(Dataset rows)
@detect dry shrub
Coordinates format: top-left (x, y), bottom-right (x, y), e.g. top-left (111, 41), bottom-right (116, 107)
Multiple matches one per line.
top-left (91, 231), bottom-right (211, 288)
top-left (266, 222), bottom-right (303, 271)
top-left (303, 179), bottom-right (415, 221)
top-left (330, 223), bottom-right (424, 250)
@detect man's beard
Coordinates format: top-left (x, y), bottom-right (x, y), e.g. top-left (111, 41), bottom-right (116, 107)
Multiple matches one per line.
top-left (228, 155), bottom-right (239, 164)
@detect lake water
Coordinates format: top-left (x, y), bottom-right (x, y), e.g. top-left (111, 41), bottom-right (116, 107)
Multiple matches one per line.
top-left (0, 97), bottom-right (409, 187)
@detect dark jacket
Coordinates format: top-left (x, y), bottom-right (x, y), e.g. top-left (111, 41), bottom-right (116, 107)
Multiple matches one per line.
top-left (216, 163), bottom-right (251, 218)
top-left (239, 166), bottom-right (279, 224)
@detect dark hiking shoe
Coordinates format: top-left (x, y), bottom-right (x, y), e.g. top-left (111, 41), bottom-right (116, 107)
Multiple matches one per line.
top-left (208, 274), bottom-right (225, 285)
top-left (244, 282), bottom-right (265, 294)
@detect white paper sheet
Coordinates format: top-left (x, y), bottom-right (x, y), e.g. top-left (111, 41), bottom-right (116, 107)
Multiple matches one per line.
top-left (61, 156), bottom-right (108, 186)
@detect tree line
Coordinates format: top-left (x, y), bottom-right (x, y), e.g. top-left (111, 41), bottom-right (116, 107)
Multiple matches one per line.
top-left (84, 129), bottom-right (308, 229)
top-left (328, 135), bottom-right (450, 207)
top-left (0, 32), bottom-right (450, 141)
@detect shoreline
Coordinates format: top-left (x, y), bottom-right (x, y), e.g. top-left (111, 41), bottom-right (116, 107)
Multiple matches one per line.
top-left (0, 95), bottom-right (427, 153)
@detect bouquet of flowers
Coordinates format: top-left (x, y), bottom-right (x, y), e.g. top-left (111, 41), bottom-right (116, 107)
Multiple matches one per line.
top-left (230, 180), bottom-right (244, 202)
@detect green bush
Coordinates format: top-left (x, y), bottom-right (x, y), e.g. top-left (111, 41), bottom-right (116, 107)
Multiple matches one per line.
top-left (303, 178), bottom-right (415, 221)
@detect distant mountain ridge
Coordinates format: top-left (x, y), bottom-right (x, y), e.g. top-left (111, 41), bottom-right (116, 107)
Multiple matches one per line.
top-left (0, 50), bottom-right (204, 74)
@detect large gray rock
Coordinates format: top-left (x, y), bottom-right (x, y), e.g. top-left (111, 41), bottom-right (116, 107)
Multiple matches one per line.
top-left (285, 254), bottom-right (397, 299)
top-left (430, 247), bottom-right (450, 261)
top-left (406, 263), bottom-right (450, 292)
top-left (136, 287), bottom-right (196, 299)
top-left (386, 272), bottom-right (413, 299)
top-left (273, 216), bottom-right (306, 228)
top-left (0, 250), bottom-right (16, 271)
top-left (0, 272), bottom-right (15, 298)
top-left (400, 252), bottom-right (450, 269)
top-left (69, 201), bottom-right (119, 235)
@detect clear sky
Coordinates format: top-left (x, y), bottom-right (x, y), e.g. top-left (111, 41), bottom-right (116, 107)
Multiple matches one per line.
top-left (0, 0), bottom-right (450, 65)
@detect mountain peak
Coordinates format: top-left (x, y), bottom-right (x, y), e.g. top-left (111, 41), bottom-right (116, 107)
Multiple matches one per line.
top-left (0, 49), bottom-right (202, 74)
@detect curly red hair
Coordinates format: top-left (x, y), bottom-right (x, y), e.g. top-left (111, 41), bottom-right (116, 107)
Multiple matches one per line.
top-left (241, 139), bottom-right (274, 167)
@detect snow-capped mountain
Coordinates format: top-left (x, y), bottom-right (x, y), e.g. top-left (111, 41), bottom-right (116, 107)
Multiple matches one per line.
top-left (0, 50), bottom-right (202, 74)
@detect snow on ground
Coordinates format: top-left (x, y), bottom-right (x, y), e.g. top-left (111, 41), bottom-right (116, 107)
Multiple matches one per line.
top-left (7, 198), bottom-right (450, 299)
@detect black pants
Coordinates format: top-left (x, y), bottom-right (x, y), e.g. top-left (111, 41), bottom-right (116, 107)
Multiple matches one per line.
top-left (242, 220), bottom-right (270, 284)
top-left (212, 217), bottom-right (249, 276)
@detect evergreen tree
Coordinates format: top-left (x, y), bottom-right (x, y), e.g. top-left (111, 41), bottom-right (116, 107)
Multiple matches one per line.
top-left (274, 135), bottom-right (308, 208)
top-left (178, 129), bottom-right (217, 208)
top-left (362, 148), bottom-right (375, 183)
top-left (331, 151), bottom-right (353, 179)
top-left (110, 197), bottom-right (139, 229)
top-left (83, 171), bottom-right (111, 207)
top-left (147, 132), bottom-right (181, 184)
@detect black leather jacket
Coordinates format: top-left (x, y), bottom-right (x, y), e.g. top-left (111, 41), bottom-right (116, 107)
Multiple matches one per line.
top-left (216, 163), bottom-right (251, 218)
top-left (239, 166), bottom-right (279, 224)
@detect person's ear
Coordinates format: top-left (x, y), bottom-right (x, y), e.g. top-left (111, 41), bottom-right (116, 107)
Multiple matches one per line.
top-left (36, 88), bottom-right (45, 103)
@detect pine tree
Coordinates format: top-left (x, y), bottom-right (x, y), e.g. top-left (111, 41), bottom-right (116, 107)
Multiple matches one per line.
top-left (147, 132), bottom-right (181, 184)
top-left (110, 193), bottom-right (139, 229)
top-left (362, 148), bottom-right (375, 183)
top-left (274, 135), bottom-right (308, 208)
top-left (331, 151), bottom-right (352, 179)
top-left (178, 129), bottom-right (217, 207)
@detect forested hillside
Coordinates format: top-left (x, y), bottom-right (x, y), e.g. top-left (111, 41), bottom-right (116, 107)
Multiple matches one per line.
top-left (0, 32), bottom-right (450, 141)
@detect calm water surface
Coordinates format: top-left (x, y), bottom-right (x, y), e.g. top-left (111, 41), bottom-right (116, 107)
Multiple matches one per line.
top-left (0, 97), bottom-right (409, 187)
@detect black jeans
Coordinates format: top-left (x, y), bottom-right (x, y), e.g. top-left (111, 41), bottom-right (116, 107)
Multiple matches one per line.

Objective: Repeat the data exactly. Leave nothing out.

Answer to this exercise:
@detect dry shrub
Coordinates format: top-left (x, y), bottom-right (x, y), e.g. top-left (111, 41), bottom-right (116, 107)
Multiple matches one per line.
top-left (91, 231), bottom-right (211, 288)
top-left (266, 222), bottom-right (303, 271)
top-left (303, 179), bottom-right (415, 221)
top-left (330, 223), bottom-right (424, 250)
@detect man's beard
Coordinates format: top-left (x, y), bottom-right (x, y), e.g. top-left (111, 41), bottom-right (116, 107)
Multiple matches one per line.
top-left (228, 155), bottom-right (239, 164)
@detect lake water
Coordinates format: top-left (x, y), bottom-right (x, y), e.g. top-left (111, 41), bottom-right (116, 107)
Multiple matches one per line.
top-left (0, 97), bottom-right (409, 187)
@detect dark jacket
Coordinates format: top-left (x, y), bottom-right (x, y), e.g. top-left (111, 41), bottom-right (116, 107)
Multiple matches one per line.
top-left (216, 163), bottom-right (251, 218)
top-left (239, 166), bottom-right (279, 224)
@detect dark hiking shoe
Coordinates format: top-left (x, y), bottom-right (x, y), e.g. top-left (111, 41), bottom-right (116, 107)
Multiple matches one per line.
top-left (208, 274), bottom-right (225, 285)
top-left (244, 282), bottom-right (265, 294)
@detect white paper sheet
Coordinates format: top-left (x, y), bottom-right (x, y), e.g. top-left (111, 41), bottom-right (116, 107)
Multiple matches one per line.
top-left (61, 156), bottom-right (108, 186)
@detect tree line
Coordinates format: top-left (x, y), bottom-right (x, y), e.g. top-left (111, 41), bottom-right (116, 107)
Multiple matches one per line.
top-left (84, 129), bottom-right (308, 229)
top-left (328, 135), bottom-right (450, 207)
top-left (0, 32), bottom-right (450, 141)
@detect shoreline
Coordinates format: top-left (x, y), bottom-right (x, y), e.g. top-left (111, 41), bottom-right (116, 107)
Multiple matches one per line.
top-left (0, 95), bottom-right (427, 153)
@detect bouquet of flowers
Coordinates format: top-left (x, y), bottom-right (x, y), e.g. top-left (111, 41), bottom-right (116, 107)
Multiple matches one per line.
top-left (230, 180), bottom-right (244, 202)
@detect green bush
Coordinates format: top-left (x, y), bottom-right (x, y), e.g. top-left (111, 41), bottom-right (116, 107)
Multiple matches one per line.
top-left (303, 178), bottom-right (415, 221)
@detect distant mountain ridge
Coordinates format: top-left (x, y), bottom-right (x, y), e.g. top-left (111, 41), bottom-right (116, 107)
Multiple matches one per line.
top-left (0, 50), bottom-right (204, 74)
@detect large gray rock
Coordinates format: top-left (x, y), bottom-right (x, y), e.g. top-left (111, 41), bottom-right (116, 107)
Multiple matches one per line.
top-left (285, 254), bottom-right (397, 299)
top-left (430, 247), bottom-right (450, 261)
top-left (406, 263), bottom-right (450, 292)
top-left (136, 287), bottom-right (196, 299)
top-left (386, 272), bottom-right (413, 299)
top-left (273, 216), bottom-right (306, 228)
top-left (0, 250), bottom-right (16, 271)
top-left (0, 272), bottom-right (15, 298)
top-left (400, 252), bottom-right (450, 269)
top-left (69, 201), bottom-right (119, 235)
@detect clear sky
Coordinates format: top-left (x, y), bottom-right (x, y), e.g. top-left (111, 41), bottom-right (116, 107)
Multiple matches one per line.
top-left (0, 0), bottom-right (450, 65)
@detect mountain peak
Coordinates format: top-left (x, y), bottom-right (x, y), e.g. top-left (111, 41), bottom-right (116, 107)
Multiple matches one per line.
top-left (0, 49), bottom-right (202, 74)
@detect curly red hair
Coordinates format: top-left (x, y), bottom-right (x, y), e.g. top-left (111, 41), bottom-right (116, 107)
Multiple matches one per line.
top-left (241, 139), bottom-right (274, 167)
@detect snow-capped mountain
Coordinates format: top-left (x, y), bottom-right (x, y), e.g. top-left (111, 41), bottom-right (116, 107)
Multiple matches one per line.
top-left (0, 50), bottom-right (202, 74)
@detect snow on ground
Coordinates format: top-left (x, y), bottom-right (x, y), e.g. top-left (111, 41), bottom-right (116, 107)
Multiple matches one per line.
top-left (7, 198), bottom-right (450, 299)
@detect black pants
Coordinates format: top-left (x, y), bottom-right (x, y), e.g. top-left (111, 41), bottom-right (116, 107)
Multiple matches one per line.
top-left (242, 220), bottom-right (270, 284)
top-left (212, 217), bottom-right (249, 276)
@detect evergreen tree
Coordinates format: top-left (x, y), bottom-right (x, y), e.g. top-left (111, 41), bottom-right (116, 107)
Multiple matches one per line.
top-left (274, 135), bottom-right (308, 208)
top-left (178, 129), bottom-right (217, 208)
top-left (362, 148), bottom-right (375, 183)
top-left (331, 151), bottom-right (353, 179)
top-left (110, 197), bottom-right (139, 229)
top-left (83, 171), bottom-right (111, 207)
top-left (147, 132), bottom-right (181, 184)
@detect black leather jacket
Coordinates format: top-left (x, y), bottom-right (x, y), e.g. top-left (111, 41), bottom-right (116, 107)
Multiple matches one per line.
top-left (216, 163), bottom-right (251, 218)
top-left (239, 166), bottom-right (279, 224)
@detect person's ear
Coordinates format: top-left (x, y), bottom-right (x, y), e.g. top-left (111, 41), bottom-right (116, 107)
Multiple matches one per line.
top-left (36, 88), bottom-right (45, 103)
@detect pine tree
Coordinates format: top-left (x, y), bottom-right (x, y), e.g. top-left (111, 41), bottom-right (116, 107)
Multiple matches one per line.
top-left (147, 132), bottom-right (181, 184)
top-left (110, 193), bottom-right (139, 229)
top-left (362, 148), bottom-right (375, 183)
top-left (274, 135), bottom-right (308, 208)
top-left (331, 151), bottom-right (352, 179)
top-left (178, 129), bottom-right (217, 207)
@detect forested hillside
Coordinates format: top-left (x, y), bottom-right (x, y), e.g. top-left (111, 41), bottom-right (116, 107)
Multiple matches one per line.
top-left (0, 32), bottom-right (450, 141)
@detect calm water surface
Coordinates format: top-left (x, y), bottom-right (x, y), e.g. top-left (111, 41), bottom-right (116, 107)
Multiple matches one per line.
top-left (0, 97), bottom-right (409, 187)
@detect black jeans
Coordinates format: top-left (x, y), bottom-right (x, y), e.g. top-left (111, 41), bottom-right (116, 107)
Multiple matches one per line.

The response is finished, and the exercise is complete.